Find every line below where the string "roof" shows up, and copy those lines.

····················

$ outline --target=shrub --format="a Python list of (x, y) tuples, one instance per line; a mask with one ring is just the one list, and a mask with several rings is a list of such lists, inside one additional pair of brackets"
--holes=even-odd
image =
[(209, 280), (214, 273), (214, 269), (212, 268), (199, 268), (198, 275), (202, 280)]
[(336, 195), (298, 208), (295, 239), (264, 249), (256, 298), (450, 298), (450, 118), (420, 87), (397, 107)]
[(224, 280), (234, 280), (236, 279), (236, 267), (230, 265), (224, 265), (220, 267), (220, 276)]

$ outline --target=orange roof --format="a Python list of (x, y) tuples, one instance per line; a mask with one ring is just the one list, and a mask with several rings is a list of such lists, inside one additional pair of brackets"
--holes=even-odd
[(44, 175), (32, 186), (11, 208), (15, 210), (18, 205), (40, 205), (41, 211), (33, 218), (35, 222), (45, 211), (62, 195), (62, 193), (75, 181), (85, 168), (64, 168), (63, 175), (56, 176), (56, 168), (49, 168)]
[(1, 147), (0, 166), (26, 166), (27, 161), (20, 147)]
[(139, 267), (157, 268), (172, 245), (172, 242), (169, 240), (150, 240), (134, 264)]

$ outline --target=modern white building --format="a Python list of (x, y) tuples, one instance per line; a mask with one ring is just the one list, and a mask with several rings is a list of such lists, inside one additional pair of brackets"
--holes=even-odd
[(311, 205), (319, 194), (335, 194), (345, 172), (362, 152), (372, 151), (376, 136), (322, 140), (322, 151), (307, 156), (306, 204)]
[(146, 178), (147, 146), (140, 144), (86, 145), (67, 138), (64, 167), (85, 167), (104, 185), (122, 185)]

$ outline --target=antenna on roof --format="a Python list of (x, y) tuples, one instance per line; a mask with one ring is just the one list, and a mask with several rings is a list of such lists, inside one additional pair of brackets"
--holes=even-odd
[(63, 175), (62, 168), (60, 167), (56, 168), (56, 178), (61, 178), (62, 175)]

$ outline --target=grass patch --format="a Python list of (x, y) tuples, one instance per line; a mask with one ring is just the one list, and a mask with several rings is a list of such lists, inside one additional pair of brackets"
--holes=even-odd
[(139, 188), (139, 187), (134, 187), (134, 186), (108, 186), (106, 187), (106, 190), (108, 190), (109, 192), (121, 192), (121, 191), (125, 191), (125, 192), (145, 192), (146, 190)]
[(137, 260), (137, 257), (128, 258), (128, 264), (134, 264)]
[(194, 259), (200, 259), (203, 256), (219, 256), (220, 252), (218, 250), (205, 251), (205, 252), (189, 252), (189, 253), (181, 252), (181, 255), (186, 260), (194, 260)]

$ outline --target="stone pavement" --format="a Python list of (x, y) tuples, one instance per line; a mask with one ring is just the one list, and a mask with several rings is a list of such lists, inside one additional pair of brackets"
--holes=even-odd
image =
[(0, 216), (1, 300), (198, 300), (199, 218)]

····················

**Response below**
$ outline --target=orange roof --format="a Python list of (x, y) tuples, one instance per line; a mask with one ring is just the one list, and a mask with several rings is a list of such lists, inside one additional pair of brackets"
$ outline --target=antenna on roof --format="a Python list of (x, y) tuples, one instance per line; a mask with one ring is just the one list, and a mask with several rings is a list of such lists, inside one additional pair of brackets"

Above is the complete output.